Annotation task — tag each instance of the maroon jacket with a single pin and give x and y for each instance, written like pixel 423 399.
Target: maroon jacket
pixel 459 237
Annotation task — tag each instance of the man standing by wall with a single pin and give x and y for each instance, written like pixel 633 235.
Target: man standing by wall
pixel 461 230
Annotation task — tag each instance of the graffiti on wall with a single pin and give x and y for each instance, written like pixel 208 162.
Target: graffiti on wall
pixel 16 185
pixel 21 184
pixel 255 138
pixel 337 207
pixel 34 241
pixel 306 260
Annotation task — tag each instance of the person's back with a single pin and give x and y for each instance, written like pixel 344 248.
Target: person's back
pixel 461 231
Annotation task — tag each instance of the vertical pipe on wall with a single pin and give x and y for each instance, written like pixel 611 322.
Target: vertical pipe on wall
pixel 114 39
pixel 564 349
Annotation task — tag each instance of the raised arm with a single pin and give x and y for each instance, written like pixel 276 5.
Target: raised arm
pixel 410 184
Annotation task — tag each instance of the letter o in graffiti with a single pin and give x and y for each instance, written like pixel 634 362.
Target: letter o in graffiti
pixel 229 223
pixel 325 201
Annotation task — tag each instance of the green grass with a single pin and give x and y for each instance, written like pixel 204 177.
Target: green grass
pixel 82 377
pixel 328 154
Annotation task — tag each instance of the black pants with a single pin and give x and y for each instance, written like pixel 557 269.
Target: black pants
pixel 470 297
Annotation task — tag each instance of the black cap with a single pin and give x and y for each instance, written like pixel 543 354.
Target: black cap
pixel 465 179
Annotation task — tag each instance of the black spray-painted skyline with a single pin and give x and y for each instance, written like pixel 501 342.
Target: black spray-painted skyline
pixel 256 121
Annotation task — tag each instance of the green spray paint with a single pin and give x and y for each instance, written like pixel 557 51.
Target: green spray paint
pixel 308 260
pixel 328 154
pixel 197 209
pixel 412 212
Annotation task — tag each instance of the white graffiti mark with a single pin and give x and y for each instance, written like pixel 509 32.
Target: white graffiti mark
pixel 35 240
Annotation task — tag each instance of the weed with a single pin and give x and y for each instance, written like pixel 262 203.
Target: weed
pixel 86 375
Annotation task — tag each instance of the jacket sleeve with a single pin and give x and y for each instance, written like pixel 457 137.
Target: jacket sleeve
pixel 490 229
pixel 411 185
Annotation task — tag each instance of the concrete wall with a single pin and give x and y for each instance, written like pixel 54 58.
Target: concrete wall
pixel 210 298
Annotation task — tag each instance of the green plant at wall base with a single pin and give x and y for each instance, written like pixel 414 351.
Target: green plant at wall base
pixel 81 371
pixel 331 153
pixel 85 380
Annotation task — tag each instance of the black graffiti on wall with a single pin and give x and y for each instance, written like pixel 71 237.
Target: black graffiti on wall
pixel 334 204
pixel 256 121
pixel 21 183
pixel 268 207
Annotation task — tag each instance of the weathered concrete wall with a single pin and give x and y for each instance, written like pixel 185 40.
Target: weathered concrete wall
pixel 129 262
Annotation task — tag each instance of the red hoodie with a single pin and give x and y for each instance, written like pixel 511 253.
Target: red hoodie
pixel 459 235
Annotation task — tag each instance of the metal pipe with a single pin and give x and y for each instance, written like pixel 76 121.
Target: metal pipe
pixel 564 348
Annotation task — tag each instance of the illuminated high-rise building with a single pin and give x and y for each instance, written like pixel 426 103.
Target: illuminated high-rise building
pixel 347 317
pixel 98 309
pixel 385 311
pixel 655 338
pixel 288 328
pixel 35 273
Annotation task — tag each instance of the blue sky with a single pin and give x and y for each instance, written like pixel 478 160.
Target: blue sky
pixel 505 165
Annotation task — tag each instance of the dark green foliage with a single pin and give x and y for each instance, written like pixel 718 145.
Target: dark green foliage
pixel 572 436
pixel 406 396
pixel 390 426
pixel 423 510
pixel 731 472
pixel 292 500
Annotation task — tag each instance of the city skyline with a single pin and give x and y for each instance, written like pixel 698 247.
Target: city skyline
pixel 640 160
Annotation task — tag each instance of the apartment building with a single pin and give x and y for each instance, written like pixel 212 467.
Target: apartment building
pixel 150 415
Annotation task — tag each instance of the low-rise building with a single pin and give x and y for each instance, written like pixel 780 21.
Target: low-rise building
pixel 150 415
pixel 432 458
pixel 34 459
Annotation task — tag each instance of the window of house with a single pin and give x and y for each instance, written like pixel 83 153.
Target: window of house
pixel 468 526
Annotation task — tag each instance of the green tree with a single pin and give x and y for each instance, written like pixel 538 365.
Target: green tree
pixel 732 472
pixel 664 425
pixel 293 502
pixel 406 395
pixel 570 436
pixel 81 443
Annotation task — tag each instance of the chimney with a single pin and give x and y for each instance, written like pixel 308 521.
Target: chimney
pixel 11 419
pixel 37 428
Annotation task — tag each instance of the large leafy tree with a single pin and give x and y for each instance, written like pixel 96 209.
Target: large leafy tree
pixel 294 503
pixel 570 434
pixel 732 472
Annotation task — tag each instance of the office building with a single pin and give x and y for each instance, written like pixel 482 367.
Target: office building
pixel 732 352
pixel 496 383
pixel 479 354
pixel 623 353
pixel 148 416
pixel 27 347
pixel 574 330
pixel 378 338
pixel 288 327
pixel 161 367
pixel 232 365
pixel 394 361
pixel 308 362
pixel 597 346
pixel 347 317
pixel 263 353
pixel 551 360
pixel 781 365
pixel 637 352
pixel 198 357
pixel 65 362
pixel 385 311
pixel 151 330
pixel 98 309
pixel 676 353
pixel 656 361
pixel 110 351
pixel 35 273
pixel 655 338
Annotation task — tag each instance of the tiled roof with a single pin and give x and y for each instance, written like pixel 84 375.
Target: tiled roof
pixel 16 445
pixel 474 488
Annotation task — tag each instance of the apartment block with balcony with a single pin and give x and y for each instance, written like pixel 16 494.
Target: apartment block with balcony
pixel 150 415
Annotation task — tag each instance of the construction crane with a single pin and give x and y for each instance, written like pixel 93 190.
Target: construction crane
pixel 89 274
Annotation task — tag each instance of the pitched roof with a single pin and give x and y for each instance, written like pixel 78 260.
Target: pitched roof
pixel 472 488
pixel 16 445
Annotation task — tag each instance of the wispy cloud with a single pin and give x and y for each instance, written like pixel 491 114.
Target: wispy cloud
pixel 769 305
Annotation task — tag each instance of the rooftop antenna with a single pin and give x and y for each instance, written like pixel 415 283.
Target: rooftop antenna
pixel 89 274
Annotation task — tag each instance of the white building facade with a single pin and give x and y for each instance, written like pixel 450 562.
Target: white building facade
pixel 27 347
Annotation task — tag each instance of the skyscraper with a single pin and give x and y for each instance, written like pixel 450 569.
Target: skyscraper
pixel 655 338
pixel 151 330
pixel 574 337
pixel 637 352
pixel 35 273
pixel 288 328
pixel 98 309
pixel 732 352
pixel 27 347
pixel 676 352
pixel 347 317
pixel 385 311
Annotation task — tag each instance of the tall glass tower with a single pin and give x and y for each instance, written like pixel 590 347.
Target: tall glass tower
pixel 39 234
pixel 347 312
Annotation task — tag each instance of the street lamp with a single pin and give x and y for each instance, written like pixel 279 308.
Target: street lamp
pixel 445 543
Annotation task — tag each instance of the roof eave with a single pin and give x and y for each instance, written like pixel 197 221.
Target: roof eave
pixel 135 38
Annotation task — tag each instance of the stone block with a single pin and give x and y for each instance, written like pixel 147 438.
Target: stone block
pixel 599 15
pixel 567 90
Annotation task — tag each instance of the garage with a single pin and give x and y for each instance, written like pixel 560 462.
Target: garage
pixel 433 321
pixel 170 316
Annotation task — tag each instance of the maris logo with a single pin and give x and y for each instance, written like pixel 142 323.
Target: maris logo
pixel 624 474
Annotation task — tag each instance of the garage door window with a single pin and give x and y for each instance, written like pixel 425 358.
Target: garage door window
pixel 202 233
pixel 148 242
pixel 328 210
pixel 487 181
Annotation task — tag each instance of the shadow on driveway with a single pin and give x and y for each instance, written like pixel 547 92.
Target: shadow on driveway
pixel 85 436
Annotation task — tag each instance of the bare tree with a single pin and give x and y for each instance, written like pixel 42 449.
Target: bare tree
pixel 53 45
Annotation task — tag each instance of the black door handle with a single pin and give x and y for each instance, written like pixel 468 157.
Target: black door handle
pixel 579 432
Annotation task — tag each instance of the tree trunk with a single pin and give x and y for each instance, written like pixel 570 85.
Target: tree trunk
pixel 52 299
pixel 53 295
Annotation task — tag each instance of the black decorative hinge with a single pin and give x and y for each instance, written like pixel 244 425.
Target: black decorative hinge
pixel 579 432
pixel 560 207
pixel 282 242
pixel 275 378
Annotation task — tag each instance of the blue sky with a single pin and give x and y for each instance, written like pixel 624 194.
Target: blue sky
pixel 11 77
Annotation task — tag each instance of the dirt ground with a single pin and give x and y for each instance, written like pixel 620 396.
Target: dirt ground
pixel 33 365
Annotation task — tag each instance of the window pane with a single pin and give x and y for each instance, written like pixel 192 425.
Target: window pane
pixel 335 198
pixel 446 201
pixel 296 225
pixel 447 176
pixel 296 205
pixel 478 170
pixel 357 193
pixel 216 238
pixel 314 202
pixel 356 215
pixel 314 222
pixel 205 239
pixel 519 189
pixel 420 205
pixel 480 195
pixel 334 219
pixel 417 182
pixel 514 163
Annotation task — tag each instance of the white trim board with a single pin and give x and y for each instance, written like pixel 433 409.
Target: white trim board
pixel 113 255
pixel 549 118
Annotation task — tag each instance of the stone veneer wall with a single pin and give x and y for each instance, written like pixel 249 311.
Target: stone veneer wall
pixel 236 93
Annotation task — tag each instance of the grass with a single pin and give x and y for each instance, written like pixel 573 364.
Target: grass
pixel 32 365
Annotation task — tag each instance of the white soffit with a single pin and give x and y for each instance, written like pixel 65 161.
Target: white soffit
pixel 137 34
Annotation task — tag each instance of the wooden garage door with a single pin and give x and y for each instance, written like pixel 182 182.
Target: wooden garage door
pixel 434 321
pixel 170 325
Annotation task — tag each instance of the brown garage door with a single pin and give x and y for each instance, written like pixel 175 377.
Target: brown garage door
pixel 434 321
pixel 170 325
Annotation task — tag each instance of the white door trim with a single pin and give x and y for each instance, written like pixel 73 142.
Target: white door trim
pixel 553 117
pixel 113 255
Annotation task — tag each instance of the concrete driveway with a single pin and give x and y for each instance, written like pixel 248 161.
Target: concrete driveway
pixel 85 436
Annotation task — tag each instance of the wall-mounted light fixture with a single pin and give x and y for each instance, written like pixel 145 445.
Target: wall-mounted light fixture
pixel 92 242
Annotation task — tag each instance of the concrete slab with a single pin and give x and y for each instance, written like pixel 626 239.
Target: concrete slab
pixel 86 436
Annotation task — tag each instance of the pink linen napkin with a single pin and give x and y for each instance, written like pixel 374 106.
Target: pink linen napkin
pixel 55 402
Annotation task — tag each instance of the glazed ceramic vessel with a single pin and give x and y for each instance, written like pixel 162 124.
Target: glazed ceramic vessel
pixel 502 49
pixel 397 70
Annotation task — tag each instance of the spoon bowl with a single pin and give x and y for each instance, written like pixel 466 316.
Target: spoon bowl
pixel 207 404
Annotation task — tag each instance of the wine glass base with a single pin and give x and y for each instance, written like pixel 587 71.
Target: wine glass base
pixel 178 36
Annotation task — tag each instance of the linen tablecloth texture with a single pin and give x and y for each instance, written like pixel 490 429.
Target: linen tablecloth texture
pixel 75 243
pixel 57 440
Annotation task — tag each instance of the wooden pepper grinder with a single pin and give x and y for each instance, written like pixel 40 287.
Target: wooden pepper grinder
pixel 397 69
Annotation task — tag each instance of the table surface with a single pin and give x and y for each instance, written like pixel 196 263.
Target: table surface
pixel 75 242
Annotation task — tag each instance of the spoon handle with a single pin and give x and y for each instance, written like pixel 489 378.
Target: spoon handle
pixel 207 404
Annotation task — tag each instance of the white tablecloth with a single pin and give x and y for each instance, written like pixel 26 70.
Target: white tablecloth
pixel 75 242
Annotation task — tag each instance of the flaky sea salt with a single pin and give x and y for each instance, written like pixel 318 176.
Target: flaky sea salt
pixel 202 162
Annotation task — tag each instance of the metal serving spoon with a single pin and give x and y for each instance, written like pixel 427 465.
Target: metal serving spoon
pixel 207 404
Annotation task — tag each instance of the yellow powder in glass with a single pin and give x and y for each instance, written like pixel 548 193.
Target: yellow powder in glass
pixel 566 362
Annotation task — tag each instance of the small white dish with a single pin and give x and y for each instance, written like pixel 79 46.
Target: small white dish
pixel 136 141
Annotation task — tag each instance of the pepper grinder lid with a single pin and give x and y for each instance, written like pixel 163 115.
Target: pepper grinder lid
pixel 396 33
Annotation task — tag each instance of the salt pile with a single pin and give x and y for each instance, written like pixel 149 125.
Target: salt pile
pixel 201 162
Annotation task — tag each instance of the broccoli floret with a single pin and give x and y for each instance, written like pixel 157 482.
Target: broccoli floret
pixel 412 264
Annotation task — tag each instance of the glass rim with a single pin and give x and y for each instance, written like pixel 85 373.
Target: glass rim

****************

• [EXERCISE GOAL]
Copy out, word for word, every line above from the first one down to the line containing "pixel 306 260", with both of those lines included.

• [ANSWER FOR THE TASK]
Annotation task — tag each instance of the maroon jacket with a single pin and give x and y for each instance, written like pixel 423 399.
Target: maroon jacket
pixel 459 237
Annotation task — tag each instance of the man standing by wall with a single pin and give x and y for each instance, written like pixel 633 235.
Target: man standing by wall
pixel 461 230
Annotation task — tag each instance of the graffiti on wall with a single pin and give x and y for each instance, written like pixel 208 162.
Target: graffiti on wall
pixel 16 185
pixel 21 184
pixel 255 138
pixel 337 207
pixel 34 241
pixel 306 260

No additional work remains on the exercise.